# How to complete this task
Please return each of the entries below exactly as they appear.

# Dataset extract
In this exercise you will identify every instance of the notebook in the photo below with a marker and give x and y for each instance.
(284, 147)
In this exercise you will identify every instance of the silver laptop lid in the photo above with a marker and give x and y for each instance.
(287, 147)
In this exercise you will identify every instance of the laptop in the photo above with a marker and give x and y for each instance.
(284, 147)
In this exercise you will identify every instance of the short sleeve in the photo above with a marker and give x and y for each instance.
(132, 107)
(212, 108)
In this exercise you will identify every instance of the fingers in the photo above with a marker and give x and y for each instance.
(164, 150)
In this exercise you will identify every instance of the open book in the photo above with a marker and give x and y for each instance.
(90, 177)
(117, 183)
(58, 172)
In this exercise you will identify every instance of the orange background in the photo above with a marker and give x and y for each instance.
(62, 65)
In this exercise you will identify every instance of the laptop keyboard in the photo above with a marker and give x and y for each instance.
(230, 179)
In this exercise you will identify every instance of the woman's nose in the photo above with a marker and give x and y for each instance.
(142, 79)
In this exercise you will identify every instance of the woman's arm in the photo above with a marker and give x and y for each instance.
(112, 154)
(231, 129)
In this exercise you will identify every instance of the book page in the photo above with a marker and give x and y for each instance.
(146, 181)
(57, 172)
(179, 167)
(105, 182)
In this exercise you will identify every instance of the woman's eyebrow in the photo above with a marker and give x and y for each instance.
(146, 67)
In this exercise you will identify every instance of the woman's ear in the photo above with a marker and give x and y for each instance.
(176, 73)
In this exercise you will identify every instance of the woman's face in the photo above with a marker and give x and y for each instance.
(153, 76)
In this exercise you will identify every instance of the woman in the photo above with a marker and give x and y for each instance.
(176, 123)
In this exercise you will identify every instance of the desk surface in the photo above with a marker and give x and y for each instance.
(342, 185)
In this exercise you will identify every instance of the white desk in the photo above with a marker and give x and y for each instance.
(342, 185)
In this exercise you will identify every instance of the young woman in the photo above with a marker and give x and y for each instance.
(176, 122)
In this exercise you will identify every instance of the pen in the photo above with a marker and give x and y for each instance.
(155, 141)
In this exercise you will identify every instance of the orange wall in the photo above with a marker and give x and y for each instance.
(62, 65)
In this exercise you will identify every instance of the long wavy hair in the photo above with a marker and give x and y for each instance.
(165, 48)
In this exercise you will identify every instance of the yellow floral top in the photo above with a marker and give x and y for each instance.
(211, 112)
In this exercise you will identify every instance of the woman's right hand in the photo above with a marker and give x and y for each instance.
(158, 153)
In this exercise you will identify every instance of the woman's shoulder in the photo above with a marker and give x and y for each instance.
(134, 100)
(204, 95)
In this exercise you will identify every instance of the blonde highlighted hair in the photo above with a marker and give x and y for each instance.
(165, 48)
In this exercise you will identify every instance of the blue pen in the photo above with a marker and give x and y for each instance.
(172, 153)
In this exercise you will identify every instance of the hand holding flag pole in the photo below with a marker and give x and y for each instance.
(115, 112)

# Exercise response
In this exercise you will identify every instance of the notebook in the photo below with a marker and give x and y for each instance.
(284, 147)
In this exercise you will identify every instance of the silver laptop lid in the photo above with a marker and give x and y for each instance.
(287, 147)
In this exercise you will identify every instance of the laptop in the photo above with a marker and give x and y for each instance.
(284, 147)
In this exercise you will identify every instance of the short sleeve in the photo above with a marker and give x and y for each instance.
(132, 107)
(212, 108)
In this exercise you will identify every instance of the fingers in the photo above with a marker and give x and y for each instance.
(164, 150)
In this exercise you will identify every instance of the open book in the photo above with a marker and give x and y for each instance.
(90, 177)
(117, 183)
(58, 172)
In this exercise you will identify every instance of the orange background in the photo above with a marker and give x and y for each instance.
(62, 65)
In this exercise you will identify every instance of the laptop keyboard in the photo above with a marker and give x and y for each instance.
(230, 179)
In this exercise you will identify every instance of the woman's nose in the photo above with a marker and give x and y for each instance.
(142, 79)
In this exercise you will identify every instance of the woman's arm in the photo above with a marker and give x and y for each instance.
(112, 154)
(231, 129)
In this exercise you will identify every instance of the book page in the photo above with a marker and give x and y for each instance.
(146, 181)
(57, 172)
(179, 167)
(105, 182)
In this exercise you will identify every instance of the woman's eyebrow in the photo above with a marker and give x and y for each instance.
(146, 67)
In this exercise you will identify every instance of the woman's ear in the photo above with a marker and give x and y for each instance.
(176, 73)
In this exercise you will identify every instance of the woman's face in the photo above with a marker and give x and y for each instance.
(153, 76)
In this exercise you will identify every instance of the woman in the photo above with a marker and give x and y for each instance.
(176, 123)
In this exercise you will identify every instance of the desk surface in the photo above with a marker and give x and y for each instance.
(342, 185)
In this exercise you will identify every instance of the white desk in the photo above with a marker and give x and y for each instance.
(342, 185)
In this exercise you will identify every instance of the young woman in the photo above with a marker and give x and y for each instance.
(176, 122)
In this exercise you will identify every instance of the pen in the photo above with a marker and give x and y for each instance.
(155, 141)
In this exercise you will identify every instance of the orange wall in the photo above with a marker and give x and y for each instance.
(62, 65)
In this exercise you will identify every instance of the long wavy hair in the photo above with a marker and give x and y for each instance.
(165, 48)
In this exercise you will identify every instance of the yellow floral top in the photo above with a marker and give x and y for each instance.
(211, 112)
In this exercise you will identify every instance of the woman's right hand in the photo above with a marker and give x and y for each instance.
(158, 153)
In this exercise you will identify every instance of the woman's shoulder in the photo above with a marker and give x and y for each instance.
(134, 100)
(204, 95)
In this exercise you will identify every instance of the blonde highlighted hair in the photo above with a marker and give x and y for each instance.
(165, 48)
In this exercise you will identify every instance of the blue pen in the photo above with a marker and give x and y for each instance.
(172, 153)
In this exercise you will identify every instance of the hand holding flag pole in the photo below with a marker and give x and y for each instance.
(115, 112)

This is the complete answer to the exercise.